Dataset excerpts on object pointing

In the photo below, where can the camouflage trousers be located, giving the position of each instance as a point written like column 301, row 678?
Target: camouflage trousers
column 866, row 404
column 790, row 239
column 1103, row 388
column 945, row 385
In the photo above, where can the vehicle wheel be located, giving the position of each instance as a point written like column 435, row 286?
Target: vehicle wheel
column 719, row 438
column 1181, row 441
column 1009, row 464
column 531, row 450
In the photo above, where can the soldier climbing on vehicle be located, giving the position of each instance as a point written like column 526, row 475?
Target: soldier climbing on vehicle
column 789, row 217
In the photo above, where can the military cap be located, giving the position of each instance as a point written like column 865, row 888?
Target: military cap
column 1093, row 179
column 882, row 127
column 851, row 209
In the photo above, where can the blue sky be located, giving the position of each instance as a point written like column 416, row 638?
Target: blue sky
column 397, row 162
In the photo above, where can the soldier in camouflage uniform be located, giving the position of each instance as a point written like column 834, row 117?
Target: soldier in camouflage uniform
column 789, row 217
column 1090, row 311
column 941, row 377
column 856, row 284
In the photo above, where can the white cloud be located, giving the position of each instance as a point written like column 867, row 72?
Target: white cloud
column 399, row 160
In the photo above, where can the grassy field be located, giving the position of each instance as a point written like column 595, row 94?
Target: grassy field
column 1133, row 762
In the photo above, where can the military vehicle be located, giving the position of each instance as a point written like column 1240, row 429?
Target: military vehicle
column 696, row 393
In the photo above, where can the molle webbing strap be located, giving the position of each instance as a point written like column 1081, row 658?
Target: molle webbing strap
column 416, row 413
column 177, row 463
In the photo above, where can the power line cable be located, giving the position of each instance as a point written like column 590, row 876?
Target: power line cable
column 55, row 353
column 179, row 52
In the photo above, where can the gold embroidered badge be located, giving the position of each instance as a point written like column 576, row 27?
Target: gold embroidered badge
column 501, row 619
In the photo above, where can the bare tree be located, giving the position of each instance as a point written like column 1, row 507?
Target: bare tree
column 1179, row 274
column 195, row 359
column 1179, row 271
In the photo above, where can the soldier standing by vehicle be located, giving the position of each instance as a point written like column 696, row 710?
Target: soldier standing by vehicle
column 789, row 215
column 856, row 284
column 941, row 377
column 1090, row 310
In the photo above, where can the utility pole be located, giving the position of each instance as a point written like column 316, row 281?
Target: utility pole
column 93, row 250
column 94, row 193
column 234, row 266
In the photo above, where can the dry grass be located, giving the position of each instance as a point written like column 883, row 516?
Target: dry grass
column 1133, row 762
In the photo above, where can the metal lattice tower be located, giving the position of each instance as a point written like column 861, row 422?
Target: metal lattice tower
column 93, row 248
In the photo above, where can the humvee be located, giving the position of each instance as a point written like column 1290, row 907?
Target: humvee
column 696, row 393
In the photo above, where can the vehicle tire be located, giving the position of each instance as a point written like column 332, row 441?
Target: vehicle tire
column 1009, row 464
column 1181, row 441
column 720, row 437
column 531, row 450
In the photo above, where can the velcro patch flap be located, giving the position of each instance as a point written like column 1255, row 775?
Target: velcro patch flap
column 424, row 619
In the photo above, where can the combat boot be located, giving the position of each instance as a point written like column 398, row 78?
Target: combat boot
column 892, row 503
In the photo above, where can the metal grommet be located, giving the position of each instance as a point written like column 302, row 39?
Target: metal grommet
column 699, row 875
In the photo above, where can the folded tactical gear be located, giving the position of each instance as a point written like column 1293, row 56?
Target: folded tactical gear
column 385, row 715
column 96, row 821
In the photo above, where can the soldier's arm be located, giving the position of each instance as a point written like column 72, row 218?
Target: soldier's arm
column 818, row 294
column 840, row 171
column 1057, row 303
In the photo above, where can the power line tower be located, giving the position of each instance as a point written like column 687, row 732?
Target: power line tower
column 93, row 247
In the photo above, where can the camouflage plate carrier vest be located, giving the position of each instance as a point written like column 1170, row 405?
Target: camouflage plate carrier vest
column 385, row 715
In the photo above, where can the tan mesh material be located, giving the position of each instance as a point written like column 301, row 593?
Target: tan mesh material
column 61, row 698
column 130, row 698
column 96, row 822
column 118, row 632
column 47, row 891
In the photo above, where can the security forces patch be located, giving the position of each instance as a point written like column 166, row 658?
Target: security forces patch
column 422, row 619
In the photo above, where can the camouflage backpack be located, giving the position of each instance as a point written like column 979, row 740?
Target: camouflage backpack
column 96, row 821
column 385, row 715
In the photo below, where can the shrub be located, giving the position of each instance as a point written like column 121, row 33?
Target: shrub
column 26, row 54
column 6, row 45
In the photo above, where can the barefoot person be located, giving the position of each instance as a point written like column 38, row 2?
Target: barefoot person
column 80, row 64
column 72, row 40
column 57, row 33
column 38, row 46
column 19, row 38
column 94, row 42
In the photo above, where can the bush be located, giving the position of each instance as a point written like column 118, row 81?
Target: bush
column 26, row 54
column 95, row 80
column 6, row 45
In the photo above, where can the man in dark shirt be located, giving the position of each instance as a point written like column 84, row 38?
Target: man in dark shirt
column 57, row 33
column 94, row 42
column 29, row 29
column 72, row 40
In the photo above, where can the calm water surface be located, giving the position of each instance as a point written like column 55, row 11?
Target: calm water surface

• _What the task asks_
Write out these lines word for word.

• _Final result_
In the photo below, where can the camouflage trousers be located, giving the position of each instance as a point written like column 301, row 678?
Target: camouflage trousers
column 866, row 404
column 790, row 239
column 1103, row 388
column 945, row 385
In the photo above, where can the vehicle wheel be located, giving the position of each instance as a point written like column 435, row 286?
Target: vehicle wheel
column 719, row 438
column 1181, row 441
column 1009, row 464
column 531, row 450
In the photo above, where can the soldier climbing on vehicle be located, giving the position of each instance as a point written like column 526, row 475?
Target: soldier climbing on vehicle
column 789, row 217
In the photo above, where can the military cap be located, giving the position of each instance as a point written like column 865, row 888?
Target: military cap
column 1093, row 179
column 882, row 127
column 851, row 209
In the photo above, where can the blue sky be located, giving the position of each instance as a point written like column 416, row 638?
Target: blue sky
column 397, row 162
In the photo above, where can the soldier in camouflage uniform be located, giving the position of each instance as a point written like column 834, row 117?
Target: soldier in camouflage uniform
column 789, row 217
column 1090, row 311
column 941, row 377
column 856, row 284
In the photo above, where can the white cloud be located, giving the position of each instance as a point written like column 867, row 72?
Target: white cloud
column 399, row 160
In the photo above, where can the grassy field be located, giving the position of each instance as a point written like column 595, row 94?
Target: grassy field
column 1133, row 762
In the photo above, where can the military vehicle be located, giving the position of each instance as a point written like column 1240, row 429?
Target: military vehicle
column 696, row 393
In the photo above, where can the molle webbing strap be located, giving the position of each instance as a point written like column 1081, row 658?
Target: molle webbing strap
column 416, row 413
column 177, row 463
In the photo above, where can the power line cable be located, giving the position of each instance as a point written like column 590, row 876?
Target: power line cable
column 55, row 353
column 179, row 52
In the photo above, where can the gold embroidered badge be located, giving the position of each instance as a point written like column 576, row 27?
Target: gold embroidered badge
column 501, row 619
In the photo above, where can the bare tree be located, giving the position of each instance as a point written like column 1, row 507?
Target: bare tree
column 1179, row 274
column 195, row 359
column 1179, row 271
In the photo above, where can the soldier standing by vehicle be located, giving the position of each instance as a point written like column 696, row 710?
Target: soldier standing by vehicle
column 789, row 215
column 856, row 284
column 941, row 377
column 1090, row 310
In the photo above, where can the utility pole be located, giving the position of each instance as a point written like column 316, row 281?
Target: utility pole
column 93, row 250
column 94, row 193
column 234, row 266
In the photo above, where can the dry grass be located, giving the position of each instance as a point written like column 883, row 516?
Target: dry grass
column 1133, row 762
In the photo above, where can the metal lattice tower be located, giving the position of each instance as a point written like column 861, row 422?
Target: metal lattice tower
column 93, row 248
In the photo above, where can the humvee be located, giving the position of each instance as a point written like column 1290, row 907?
Target: humvee
column 696, row 393
In the photo above, where can the vehicle tire be located, giving the position of each instance as a point written like column 332, row 441?
Target: vehicle tire
column 1009, row 464
column 1181, row 441
column 720, row 437
column 531, row 450
In the photo above, where can the velcro patch flap be located, giving the position of each instance as a point written like column 1255, row 775?
Target: velcro patch flap
column 424, row 619
In the photo above, where can the combat boot be located, giving the position of each instance as a point written like column 398, row 78?
Target: combat boot
column 892, row 503
In the photo above, where can the metal grommet be located, giving the position of each instance as a point written like column 302, row 39?
Target: metal grommet
column 699, row 875
In the photo above, where can the folded tactical gear be located, giving the position of each instance as a point written like column 1293, row 56?
Target: folded tactical gear
column 385, row 715
column 96, row 821
In the photo above, where can the soldier's arm be located, giving the position of each instance as a point written like column 72, row 218?
Target: soldier's arm
column 818, row 294
column 840, row 171
column 1057, row 303
In the photo above, where can the power line tower be located, giving the position of each instance as a point written like column 687, row 732?
Target: power line tower
column 93, row 247
In the photo above, where can the camouflage plate carrier vest be located, giving the position of each instance as a point written like column 1170, row 405?
Target: camouflage plate carrier vest
column 385, row 715
In the photo above, where can the tan mesh material be located, giving the position of each instance as a point written like column 301, row 593?
Target: tan mesh material
column 61, row 698
column 130, row 698
column 96, row 822
column 118, row 632
column 47, row 891
In the photo above, where can the security forces patch be located, giving the position of each instance as a point written like column 166, row 658?
Target: security forces patch
column 422, row 619
In the photo above, where can the camouflage backpack be located, giving the position of each instance as a point written like column 979, row 740?
Target: camouflage backpack
column 96, row 821
column 385, row 715
In the photo below, where can the shrub be located, giving the position of each instance as a point written like column 121, row 33?
Target: shrub
column 26, row 54
column 6, row 45
In the photo above, where can the barefoot person be located, giving the position of each instance as a point written like column 38, row 2?
Target: barefoot person
column 80, row 64
column 72, row 40
column 57, row 33
column 38, row 46
column 19, row 38
column 94, row 42
In the photo above, where can the bush be located, giving the position of each instance as a point written like column 118, row 81?
Target: bush
column 26, row 54
column 95, row 80
column 6, row 45
In the photo above, where can the man in dark shirt be located, giving the position of each instance as a point written like column 84, row 38?
Target: man in dark shirt
column 57, row 33
column 94, row 42
column 29, row 29
column 72, row 40
In the photo above, where can the calm water surface be located, giving the position of each instance as a point written like column 55, row 11?
Target: calm water surface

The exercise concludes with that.